WRITTEN EXERCISE 1:
In the Kansas drought article, what was the total of all cattle and calves in the U.S. at the beginning of the year?

Every season has its ups and downs, but for the most part, farmers and ranchers have hope the future will look brighter. But as they face another possible drought reminiscent of the dust bowl days, the glass-half-full approach is looking increasingly unrealistic.
Despite precipitation levels at or slightly above normal so far in 2013 for South Central Kansas, the drought of recent years still causes a need to catch up.
Last month, Stu Duncan, agronomist for K-State Research and Extension, said it would take at least 15 inches of rain in the spring and summertime to begin to remedy the damage.
“That would go a long way,” he said. “We’re pretty short in a lot of areas as far as stock ponds go. And we have a lot of dry soil we’re dealing with.”
But the outlook doesn’t look promising.
According to the National Weather Service, the drought outlook through the end of May is predicted to persist or intensify in Kansas. This bleak forecast stretches even further, stretching from Nebraska to Texas and as far west as Nevada and Southern California.
Agriculture producers who once thought the region’s lack of precipitation would be short-lived are reacting.
Cattle producers have culled their herds and have been hauling water in place of parched stock ponds.
And crop producers are turning to more drought-resistant crops and collecting insurance on fields that weren’t.
For the United States, the recent drought has resulted in a decrease in cattle head. As of the beginning of the year, all cattle and calves in the U.S. totaled 89.3 million head, 2 percent lower than a year earlier. This is the lowest Jan. 1 inventory since the 88.1 million on hand in 1952, according to Kansas Agriculture Statistics.
The same report showed Kansas at 5.85 million head, down 4 percent from the previous year — the lowest Jan. 1 inventory since 1992 at 5.65 million head.
Feedlots and major meat packing plants are closing throughout the U.S., and operators say they don’t expect a recovery anytime soon, with high feed prices, much of the country still in drought and a long time needed to rebuild herds, according to the Associated Press.
Ryan Flaming, Harvey County agriculture extension agent in Harvey County, said the county has reduced their herds by 30 percent in the recent past. Some even abandoned productions entirely.
“This is the first time I’ve seen any of that happen, especially to this extent,” he said.
Those who have continued production are hauling water to their cattle because stock ponds are dried up, a practice Flaming said could double costs.
Page 2 of 3 - Feed is also an area of concern, as grass is fleeting in the grazing fields and producers must turn to hay and chopped silage.
In a recent report, Kansas Agriculture Statistics showed range and pasture conditions in Kansas were rated 49 percent very poor, 31 percent poor, 7 percent fair, and 3 percent good. The stock water supplies were 37 percent very short, 31 percent short and 22 percent adequate.
Cattle producers also had a tough time with newborn calves in the recent snow.

WRITTEN EXERCISE 2:
Give the listing lines as a JSON list of strings, one string per line with blank lines left out, starting at the listing line containing "Please put a marker on the hand" and running through the end of the listing, both ends included.

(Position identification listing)
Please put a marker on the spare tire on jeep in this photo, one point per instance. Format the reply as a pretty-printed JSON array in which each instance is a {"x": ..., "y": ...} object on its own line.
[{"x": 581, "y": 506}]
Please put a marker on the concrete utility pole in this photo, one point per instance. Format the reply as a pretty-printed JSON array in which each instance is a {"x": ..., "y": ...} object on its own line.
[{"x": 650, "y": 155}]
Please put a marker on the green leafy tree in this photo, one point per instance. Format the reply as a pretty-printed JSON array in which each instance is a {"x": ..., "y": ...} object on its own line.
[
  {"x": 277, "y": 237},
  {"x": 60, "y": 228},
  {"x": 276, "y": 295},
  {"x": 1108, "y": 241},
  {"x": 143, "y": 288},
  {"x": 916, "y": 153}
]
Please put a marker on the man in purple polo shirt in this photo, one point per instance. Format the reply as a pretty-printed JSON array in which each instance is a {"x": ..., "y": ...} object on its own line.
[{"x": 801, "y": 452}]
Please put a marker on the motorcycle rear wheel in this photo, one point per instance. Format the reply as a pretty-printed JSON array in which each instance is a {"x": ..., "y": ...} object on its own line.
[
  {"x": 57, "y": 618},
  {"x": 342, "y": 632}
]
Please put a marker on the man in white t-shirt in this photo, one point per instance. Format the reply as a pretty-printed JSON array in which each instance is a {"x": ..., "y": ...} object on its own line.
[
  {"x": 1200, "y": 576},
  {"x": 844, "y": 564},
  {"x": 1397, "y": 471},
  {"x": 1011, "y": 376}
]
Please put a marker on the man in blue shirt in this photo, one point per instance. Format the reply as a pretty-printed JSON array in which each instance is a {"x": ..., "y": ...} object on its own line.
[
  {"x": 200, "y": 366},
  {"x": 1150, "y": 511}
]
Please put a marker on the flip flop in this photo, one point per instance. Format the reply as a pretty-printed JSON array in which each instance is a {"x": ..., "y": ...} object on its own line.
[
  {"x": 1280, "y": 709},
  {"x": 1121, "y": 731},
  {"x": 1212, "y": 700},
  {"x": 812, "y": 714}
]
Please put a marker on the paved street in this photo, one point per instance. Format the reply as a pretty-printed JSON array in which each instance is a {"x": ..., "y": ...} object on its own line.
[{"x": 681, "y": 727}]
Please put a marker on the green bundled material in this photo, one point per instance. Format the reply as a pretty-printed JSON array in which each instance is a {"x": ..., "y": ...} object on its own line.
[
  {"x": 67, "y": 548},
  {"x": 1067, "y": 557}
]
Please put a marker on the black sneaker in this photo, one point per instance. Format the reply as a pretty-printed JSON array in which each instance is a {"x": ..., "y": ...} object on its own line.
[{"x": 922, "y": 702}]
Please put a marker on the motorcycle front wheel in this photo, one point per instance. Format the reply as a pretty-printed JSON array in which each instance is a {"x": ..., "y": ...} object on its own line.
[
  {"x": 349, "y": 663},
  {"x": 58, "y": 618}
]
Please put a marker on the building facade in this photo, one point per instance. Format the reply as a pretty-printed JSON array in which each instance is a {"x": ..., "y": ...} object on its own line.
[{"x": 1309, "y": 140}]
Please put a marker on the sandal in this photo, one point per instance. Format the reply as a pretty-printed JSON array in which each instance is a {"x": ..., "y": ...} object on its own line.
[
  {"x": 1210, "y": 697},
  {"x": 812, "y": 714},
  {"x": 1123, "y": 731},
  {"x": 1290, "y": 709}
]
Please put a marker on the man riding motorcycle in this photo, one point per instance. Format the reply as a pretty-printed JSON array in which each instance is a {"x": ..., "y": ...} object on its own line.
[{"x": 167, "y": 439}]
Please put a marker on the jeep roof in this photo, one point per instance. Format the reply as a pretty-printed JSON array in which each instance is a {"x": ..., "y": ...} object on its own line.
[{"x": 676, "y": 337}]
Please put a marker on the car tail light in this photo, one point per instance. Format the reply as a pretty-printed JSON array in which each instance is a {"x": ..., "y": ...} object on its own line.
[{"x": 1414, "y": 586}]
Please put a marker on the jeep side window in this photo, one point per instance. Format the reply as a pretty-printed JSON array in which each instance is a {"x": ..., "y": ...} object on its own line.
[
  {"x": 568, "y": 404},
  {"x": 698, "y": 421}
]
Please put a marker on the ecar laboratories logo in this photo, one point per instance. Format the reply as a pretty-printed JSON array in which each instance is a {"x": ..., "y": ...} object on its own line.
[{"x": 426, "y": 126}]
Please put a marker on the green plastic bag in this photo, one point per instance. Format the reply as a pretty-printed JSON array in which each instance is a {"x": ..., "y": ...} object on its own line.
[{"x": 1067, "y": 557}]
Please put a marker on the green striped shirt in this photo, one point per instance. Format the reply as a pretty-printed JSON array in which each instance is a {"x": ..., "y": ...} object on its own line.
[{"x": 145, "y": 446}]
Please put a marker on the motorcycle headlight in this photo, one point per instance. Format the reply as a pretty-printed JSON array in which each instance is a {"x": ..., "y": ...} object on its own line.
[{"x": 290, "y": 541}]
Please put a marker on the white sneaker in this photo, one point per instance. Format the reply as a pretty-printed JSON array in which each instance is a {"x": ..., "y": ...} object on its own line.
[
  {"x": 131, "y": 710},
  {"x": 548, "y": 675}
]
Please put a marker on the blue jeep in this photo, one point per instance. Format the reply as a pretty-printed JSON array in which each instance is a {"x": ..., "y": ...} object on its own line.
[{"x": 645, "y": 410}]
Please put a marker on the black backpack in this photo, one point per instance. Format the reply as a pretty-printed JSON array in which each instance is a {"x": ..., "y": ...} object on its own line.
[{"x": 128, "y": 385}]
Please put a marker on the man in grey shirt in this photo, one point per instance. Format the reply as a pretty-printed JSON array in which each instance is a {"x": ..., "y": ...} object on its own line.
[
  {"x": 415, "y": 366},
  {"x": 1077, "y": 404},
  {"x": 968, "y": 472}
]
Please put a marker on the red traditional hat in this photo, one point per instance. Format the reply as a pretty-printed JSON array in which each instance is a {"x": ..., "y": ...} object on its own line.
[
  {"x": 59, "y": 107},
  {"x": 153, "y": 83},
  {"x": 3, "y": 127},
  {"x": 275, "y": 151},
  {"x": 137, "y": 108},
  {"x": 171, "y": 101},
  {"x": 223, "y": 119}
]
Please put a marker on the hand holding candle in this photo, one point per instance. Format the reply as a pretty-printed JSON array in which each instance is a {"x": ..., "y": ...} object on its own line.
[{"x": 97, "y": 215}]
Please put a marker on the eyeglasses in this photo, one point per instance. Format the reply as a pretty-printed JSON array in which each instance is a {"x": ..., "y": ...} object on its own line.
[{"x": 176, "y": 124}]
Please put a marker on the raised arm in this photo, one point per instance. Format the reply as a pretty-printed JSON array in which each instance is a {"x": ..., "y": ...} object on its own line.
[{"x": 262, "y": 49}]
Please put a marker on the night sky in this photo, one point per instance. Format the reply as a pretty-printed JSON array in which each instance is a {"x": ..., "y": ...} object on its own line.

CORRECT ANSWER 1:
89.3 million head

CORRECT ANSWER 2:
[
  "Please put a marker on the hand holding candle in this photo, one point per instance. Format the reply as a pretty-printed JSON array in which each instance is a {\"x\": ..., \"y\": ...} object on its own line.",
  "[{\"x\": 97, \"y\": 215}]",
  "Please put a marker on the eyeglasses in this photo, one point per instance. Format the reply as a pretty-printed JSON array in which each instance is a {\"x\": ..., \"y\": ...} object on its own line.",
  "[{\"x\": 176, \"y\": 124}]",
  "Please put a marker on the raised arm in this photo, one point per instance. Format the reply as a pretty-printed JSON array in which each instance is a {\"x\": ..., \"y\": ...} object on its own line.",
  "[{\"x\": 262, \"y\": 49}]",
  "Please put a marker on the night sky in this photo, one point per instance. Format the reply as a pretty-printed JSON array in which each instance is a {\"x\": ..., \"y\": ...} object on its own line."
]